WORK INSTRUCTIONS
What lines in the material hold the string "door"? Copy out each of them.

──────

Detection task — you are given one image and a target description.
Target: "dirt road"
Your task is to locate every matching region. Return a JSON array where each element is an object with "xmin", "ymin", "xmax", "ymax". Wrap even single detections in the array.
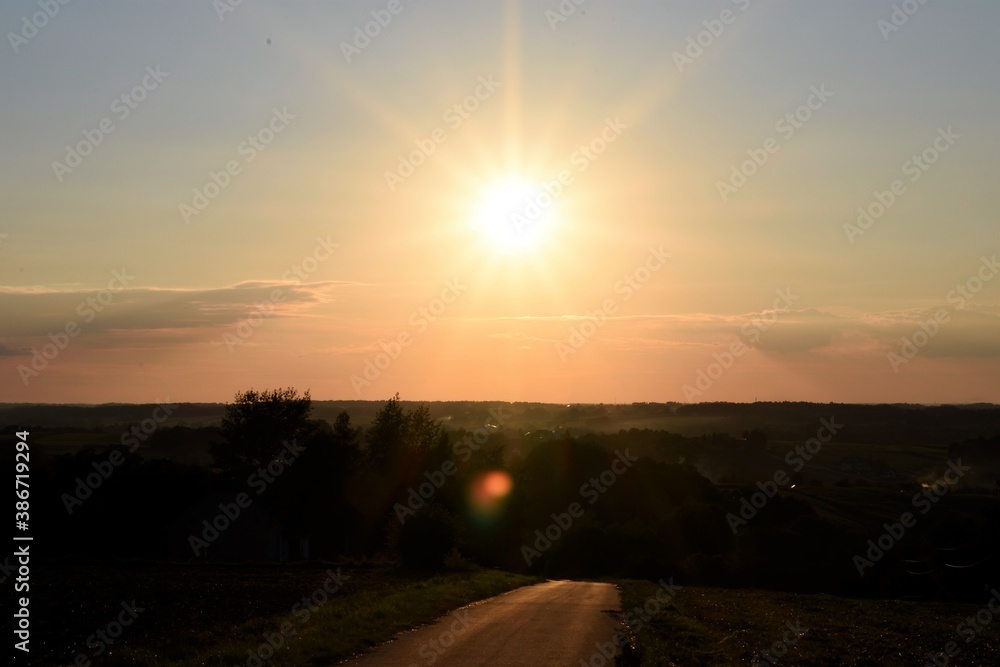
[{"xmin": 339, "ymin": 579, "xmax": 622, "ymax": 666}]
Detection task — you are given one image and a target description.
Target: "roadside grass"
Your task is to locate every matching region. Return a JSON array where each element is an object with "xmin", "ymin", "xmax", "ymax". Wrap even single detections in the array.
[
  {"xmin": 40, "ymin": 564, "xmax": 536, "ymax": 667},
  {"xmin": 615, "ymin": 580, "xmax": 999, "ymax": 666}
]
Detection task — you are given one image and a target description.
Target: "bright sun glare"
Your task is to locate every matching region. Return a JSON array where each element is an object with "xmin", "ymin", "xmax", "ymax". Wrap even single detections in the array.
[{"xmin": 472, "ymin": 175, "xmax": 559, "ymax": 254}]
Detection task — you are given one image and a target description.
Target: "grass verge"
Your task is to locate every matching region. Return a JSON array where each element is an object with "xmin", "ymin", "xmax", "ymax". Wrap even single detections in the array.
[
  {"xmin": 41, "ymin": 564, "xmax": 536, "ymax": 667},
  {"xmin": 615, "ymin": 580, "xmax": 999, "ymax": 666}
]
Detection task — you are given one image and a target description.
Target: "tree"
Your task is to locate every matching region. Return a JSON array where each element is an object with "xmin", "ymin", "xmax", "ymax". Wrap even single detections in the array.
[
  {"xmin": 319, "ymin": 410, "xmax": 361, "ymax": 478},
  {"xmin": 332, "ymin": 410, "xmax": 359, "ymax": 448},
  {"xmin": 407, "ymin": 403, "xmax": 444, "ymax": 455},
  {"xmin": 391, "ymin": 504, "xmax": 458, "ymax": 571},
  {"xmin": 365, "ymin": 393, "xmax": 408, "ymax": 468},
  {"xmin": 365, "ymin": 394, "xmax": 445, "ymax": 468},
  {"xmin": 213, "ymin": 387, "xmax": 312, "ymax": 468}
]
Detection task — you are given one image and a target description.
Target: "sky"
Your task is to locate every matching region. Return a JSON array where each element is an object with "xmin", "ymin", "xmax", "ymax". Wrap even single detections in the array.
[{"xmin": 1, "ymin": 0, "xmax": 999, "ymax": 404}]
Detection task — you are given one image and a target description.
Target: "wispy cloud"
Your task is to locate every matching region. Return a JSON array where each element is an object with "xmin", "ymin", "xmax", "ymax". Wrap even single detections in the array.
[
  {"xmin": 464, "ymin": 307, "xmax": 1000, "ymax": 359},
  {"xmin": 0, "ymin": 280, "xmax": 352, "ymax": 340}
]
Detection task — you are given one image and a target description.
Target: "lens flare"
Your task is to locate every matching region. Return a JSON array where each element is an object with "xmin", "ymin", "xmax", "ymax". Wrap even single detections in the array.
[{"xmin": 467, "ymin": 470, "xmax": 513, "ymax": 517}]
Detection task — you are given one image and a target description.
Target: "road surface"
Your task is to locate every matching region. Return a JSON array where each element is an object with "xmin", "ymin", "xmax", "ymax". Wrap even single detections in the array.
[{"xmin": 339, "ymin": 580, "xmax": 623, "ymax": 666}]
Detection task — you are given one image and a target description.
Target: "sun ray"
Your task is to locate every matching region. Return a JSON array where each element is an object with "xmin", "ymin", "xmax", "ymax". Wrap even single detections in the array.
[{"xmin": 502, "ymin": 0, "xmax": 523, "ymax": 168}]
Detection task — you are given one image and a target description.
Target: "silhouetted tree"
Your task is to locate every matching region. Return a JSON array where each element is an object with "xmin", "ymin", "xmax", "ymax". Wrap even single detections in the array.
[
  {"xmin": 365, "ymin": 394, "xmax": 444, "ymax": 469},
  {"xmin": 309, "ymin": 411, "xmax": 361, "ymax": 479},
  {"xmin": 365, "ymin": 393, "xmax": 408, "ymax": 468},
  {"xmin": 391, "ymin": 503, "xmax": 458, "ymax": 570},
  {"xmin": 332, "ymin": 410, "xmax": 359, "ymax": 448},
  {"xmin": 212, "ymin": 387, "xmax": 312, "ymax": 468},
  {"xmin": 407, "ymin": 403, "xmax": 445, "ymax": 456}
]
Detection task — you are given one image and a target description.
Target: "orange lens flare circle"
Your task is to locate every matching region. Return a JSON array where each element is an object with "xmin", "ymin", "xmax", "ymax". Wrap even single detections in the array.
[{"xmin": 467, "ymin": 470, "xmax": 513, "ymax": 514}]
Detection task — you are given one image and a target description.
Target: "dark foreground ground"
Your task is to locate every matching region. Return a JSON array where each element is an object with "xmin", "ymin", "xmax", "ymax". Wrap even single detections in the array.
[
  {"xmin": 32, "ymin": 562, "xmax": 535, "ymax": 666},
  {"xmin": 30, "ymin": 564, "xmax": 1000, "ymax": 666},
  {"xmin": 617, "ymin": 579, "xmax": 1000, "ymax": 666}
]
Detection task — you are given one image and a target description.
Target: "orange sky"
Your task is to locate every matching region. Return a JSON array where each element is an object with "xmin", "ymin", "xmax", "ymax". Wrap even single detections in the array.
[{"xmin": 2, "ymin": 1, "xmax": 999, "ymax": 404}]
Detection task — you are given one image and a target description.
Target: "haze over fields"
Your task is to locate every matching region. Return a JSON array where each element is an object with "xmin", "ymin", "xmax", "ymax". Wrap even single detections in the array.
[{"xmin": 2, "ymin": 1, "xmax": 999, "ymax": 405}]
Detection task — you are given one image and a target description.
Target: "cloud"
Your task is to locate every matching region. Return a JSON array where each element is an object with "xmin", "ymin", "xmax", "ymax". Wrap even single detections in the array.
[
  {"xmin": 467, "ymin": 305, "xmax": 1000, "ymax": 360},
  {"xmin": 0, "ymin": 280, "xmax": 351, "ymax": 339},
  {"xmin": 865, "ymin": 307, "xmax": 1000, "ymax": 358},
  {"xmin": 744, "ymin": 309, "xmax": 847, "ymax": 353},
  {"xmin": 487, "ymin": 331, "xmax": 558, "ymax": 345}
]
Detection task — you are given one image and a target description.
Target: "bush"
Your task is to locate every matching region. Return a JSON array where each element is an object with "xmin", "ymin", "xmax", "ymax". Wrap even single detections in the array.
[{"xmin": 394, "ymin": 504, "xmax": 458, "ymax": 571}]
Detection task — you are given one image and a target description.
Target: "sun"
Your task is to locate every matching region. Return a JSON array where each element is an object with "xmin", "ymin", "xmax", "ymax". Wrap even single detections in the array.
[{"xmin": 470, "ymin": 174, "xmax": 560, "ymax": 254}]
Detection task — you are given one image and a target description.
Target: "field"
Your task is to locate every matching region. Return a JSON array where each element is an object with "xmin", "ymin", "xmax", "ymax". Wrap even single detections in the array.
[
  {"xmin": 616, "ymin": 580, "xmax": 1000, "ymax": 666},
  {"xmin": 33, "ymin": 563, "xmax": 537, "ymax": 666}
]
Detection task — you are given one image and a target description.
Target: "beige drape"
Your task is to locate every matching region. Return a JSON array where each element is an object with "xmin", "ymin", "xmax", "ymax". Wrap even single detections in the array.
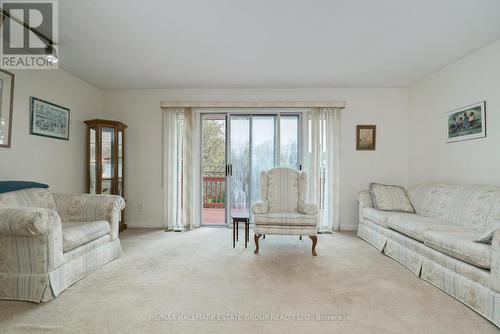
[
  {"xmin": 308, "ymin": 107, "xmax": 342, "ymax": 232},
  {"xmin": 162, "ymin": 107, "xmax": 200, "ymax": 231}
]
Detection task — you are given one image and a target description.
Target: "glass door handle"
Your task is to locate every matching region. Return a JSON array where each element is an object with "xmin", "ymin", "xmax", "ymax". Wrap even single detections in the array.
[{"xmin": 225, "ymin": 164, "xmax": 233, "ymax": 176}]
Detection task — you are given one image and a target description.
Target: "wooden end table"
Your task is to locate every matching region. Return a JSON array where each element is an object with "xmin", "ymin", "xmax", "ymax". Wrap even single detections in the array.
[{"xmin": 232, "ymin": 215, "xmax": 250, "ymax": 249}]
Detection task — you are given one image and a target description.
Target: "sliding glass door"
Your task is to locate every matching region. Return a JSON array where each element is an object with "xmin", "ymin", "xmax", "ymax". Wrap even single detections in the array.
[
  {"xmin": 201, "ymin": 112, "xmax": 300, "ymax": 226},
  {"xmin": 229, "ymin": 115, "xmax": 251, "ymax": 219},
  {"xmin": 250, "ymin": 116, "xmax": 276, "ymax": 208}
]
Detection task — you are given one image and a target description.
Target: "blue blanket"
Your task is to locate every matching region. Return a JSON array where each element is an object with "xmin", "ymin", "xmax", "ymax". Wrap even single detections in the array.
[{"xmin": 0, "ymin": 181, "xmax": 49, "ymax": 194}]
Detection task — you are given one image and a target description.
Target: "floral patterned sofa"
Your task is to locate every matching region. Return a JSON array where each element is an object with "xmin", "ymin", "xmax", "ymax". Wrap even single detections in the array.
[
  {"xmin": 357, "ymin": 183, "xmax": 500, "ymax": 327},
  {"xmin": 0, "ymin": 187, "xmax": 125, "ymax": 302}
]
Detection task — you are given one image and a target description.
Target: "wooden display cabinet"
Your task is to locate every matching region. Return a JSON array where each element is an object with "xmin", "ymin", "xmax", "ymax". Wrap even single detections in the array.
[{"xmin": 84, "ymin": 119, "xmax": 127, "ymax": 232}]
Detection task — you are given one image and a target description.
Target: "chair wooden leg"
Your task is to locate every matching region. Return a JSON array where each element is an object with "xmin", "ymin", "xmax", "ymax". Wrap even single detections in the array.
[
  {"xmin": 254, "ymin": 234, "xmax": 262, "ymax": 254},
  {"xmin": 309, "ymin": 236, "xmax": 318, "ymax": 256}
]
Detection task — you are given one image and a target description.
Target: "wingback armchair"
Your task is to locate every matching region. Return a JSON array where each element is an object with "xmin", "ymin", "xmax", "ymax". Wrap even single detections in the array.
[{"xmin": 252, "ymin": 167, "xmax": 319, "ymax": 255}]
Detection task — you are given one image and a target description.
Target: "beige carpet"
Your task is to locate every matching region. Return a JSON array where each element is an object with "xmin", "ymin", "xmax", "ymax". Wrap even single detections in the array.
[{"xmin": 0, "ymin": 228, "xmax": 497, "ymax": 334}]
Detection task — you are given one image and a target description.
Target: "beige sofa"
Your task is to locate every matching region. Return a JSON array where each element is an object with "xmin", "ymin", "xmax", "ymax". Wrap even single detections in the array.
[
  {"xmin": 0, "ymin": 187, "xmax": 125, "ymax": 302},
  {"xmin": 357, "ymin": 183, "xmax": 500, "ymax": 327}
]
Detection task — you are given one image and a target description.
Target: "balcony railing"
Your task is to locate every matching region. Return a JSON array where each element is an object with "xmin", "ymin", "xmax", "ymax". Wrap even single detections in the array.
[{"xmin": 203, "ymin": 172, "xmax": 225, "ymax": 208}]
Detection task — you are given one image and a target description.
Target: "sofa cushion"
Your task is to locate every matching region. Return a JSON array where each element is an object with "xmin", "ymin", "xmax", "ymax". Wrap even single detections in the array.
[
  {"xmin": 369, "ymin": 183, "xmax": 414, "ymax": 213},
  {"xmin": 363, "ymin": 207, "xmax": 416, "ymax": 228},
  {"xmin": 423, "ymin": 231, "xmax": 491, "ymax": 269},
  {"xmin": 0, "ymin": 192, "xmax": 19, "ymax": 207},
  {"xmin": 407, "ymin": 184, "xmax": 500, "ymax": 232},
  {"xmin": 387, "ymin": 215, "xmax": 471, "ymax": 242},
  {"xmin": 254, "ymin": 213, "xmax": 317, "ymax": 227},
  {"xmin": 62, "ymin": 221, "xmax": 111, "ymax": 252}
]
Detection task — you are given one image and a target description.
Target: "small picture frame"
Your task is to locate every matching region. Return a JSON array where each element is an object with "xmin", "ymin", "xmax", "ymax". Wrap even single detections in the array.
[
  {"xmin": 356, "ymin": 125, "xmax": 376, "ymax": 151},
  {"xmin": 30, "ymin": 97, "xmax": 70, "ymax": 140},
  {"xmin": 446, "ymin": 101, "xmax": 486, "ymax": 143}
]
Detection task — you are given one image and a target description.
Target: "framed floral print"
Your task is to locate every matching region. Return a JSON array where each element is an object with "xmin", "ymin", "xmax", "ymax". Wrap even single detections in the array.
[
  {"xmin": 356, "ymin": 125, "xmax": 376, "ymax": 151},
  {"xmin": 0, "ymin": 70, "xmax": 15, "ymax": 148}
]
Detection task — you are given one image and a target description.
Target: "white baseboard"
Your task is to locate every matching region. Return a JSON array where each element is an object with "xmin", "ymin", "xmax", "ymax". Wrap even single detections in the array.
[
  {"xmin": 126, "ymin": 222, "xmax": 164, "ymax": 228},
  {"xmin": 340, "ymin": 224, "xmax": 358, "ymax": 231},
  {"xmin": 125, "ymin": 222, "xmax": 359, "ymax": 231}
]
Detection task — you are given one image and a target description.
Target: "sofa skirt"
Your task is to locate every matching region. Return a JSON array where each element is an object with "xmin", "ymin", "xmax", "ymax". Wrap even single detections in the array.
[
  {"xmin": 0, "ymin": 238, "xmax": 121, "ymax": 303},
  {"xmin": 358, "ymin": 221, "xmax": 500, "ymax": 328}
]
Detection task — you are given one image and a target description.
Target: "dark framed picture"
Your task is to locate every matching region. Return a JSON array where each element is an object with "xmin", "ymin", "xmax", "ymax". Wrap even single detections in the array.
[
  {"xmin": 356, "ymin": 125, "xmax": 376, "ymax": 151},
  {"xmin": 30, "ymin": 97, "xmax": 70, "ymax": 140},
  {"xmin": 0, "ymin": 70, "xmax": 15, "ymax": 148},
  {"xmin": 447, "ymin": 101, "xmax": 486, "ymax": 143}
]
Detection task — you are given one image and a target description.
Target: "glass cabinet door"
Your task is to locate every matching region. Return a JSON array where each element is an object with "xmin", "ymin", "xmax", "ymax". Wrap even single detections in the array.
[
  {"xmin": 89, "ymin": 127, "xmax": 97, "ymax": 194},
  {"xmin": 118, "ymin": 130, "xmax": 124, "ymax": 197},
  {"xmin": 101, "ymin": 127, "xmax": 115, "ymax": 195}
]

──────

REPLY TO THE EXERCISE
Target: "glass door handle"
Target: "sliding glass door"
Target: "glass cabinet door"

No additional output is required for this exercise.